Count the lines of the material below that contain the string "shirt", treating case as significant, and give only the number.

• Dataset records:
------------------------------------------------------------------------

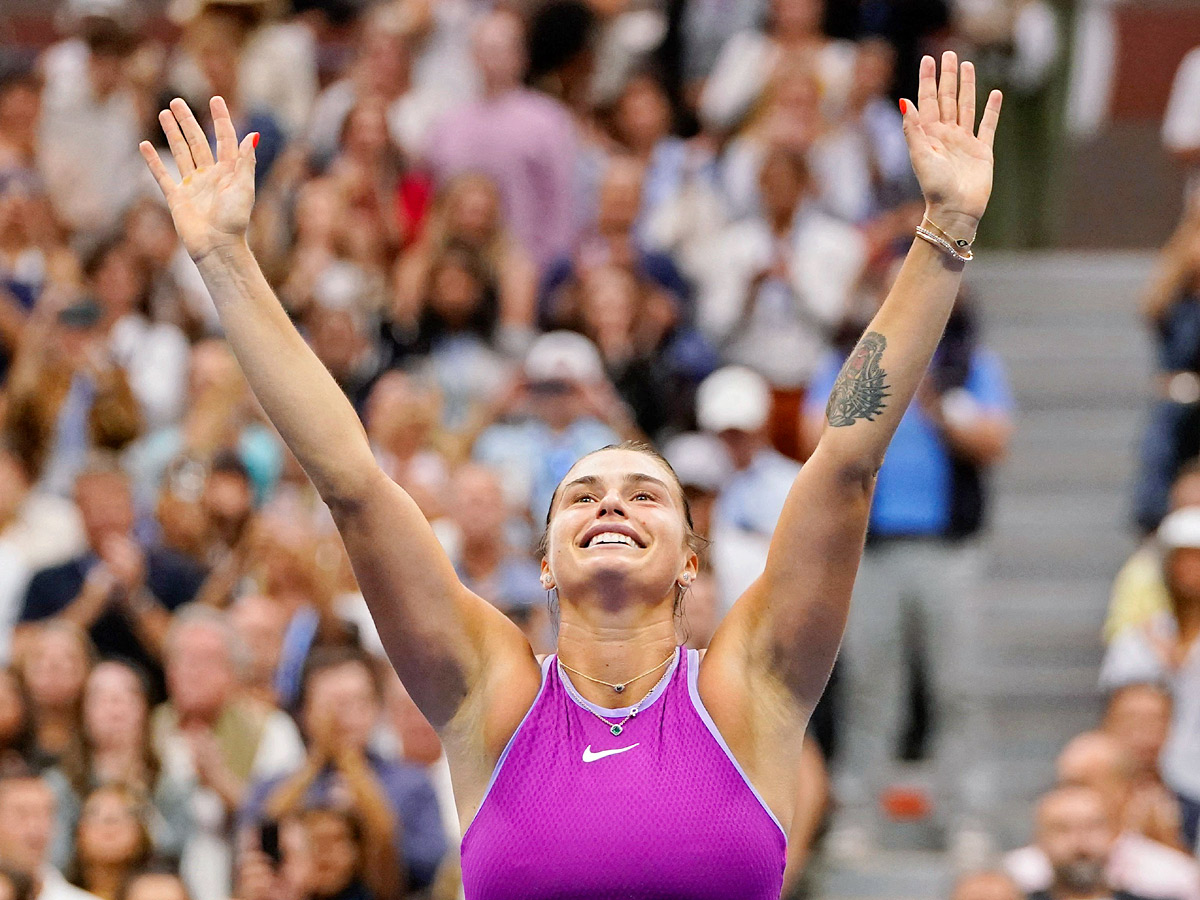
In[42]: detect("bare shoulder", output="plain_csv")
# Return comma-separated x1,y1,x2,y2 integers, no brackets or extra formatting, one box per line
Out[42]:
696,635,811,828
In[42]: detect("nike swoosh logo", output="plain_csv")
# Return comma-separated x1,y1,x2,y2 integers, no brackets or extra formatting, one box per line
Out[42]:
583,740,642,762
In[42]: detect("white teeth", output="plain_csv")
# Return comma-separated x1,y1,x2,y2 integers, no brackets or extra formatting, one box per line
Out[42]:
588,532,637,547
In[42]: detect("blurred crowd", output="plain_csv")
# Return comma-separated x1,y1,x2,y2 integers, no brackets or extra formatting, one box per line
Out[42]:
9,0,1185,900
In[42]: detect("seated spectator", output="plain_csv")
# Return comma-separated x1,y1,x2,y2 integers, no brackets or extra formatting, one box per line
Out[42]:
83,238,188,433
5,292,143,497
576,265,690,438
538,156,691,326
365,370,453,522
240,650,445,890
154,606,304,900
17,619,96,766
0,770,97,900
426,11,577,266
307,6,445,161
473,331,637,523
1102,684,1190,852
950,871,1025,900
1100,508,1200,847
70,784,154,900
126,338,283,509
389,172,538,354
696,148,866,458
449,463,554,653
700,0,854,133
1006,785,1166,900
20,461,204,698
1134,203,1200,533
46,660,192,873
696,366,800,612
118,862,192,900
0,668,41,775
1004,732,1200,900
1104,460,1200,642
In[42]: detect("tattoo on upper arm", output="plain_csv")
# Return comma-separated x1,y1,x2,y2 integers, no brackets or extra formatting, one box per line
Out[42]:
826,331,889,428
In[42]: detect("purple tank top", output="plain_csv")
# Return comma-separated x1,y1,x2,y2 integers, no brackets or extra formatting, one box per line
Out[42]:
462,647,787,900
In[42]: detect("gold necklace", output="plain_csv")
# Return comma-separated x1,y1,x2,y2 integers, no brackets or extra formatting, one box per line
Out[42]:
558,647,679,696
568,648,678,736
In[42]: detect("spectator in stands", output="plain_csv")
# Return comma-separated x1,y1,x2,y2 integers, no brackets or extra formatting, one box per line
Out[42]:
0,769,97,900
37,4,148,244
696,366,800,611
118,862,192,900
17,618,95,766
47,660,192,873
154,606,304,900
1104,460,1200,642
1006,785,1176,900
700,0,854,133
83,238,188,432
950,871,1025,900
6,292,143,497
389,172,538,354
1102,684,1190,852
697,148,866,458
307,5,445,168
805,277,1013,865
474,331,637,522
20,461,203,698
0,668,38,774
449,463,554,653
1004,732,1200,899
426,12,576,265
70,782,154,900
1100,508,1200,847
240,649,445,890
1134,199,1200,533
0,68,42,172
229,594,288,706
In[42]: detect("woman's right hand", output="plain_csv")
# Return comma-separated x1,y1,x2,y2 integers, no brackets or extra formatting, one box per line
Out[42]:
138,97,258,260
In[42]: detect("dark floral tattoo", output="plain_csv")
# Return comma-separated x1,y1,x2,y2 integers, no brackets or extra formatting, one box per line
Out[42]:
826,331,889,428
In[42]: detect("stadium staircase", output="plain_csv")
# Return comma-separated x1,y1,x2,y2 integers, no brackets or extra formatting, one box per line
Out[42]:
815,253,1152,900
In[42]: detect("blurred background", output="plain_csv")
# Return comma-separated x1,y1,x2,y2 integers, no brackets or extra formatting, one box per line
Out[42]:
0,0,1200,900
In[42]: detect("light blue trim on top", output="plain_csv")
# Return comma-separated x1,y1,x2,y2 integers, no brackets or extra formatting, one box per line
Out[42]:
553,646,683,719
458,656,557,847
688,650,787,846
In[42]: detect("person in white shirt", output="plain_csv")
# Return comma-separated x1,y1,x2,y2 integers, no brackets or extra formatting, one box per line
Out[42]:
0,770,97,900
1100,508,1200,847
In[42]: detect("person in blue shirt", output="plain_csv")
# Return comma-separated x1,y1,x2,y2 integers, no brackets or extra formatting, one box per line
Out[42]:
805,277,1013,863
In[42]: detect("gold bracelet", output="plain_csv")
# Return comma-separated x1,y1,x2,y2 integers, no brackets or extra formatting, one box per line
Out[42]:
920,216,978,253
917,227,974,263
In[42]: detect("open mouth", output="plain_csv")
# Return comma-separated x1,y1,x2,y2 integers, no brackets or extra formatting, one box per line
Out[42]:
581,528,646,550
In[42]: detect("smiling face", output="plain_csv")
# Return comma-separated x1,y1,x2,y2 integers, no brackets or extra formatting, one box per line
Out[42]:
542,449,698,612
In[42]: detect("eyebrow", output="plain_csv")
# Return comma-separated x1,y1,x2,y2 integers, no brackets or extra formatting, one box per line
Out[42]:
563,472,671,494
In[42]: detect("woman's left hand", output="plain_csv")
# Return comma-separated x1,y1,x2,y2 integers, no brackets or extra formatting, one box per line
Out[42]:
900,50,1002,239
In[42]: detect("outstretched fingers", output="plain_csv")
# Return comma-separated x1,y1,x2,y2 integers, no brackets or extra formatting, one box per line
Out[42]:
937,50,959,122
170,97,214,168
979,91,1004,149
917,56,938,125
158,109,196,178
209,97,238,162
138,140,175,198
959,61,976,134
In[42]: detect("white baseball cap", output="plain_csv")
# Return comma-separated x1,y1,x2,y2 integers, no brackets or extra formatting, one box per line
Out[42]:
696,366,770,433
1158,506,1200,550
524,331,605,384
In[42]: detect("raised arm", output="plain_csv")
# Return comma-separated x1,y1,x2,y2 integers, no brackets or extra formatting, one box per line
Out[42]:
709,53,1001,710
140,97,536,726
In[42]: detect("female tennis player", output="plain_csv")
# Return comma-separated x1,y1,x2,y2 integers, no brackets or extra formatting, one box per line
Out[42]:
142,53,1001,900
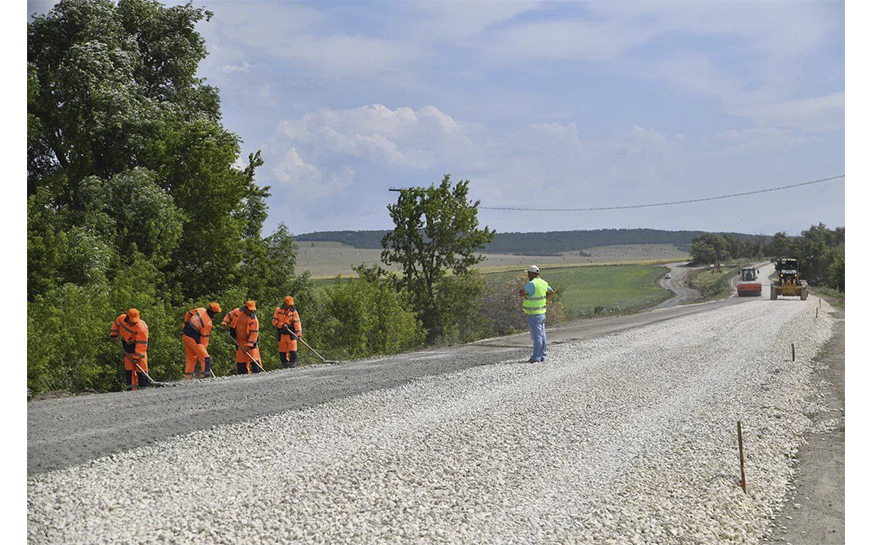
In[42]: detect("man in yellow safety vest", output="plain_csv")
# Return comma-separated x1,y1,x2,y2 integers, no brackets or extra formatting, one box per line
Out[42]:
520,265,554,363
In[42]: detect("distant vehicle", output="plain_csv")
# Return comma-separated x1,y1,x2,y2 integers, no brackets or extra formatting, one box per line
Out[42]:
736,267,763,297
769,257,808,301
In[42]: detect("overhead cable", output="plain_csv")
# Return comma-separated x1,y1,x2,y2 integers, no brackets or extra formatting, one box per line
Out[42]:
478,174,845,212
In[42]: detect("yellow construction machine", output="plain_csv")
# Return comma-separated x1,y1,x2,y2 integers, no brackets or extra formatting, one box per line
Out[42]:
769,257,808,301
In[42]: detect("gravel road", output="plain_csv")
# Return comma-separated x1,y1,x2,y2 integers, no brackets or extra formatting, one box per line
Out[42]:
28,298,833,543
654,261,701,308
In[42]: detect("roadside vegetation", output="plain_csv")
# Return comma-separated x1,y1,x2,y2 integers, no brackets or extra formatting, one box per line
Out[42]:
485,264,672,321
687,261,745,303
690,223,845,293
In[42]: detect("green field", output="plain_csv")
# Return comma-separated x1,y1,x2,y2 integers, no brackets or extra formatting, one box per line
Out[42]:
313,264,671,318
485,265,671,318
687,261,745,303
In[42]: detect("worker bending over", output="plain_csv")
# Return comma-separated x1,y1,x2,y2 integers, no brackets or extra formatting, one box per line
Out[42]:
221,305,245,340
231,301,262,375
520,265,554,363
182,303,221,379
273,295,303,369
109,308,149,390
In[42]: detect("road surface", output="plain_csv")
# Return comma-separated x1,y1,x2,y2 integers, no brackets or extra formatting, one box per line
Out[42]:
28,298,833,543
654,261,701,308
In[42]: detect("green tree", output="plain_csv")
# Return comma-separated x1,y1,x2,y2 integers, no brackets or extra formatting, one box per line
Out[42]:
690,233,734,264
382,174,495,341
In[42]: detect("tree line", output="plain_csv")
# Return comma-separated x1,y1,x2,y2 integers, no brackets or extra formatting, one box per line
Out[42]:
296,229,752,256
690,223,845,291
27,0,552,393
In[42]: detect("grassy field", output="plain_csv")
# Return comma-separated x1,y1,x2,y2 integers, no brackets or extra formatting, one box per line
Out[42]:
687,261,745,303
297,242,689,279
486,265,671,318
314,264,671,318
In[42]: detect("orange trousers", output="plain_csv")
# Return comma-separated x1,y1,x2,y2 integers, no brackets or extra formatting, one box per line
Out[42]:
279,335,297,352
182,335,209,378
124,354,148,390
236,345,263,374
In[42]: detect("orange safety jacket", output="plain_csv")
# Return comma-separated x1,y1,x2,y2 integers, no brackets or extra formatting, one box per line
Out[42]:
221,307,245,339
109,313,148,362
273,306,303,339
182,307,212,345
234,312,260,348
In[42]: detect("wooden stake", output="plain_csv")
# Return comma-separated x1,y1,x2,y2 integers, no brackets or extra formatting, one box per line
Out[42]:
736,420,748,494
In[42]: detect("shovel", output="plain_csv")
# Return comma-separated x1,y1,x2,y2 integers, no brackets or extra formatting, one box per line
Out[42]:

------------------------------------------------------------------------

• Result for this exercise: 2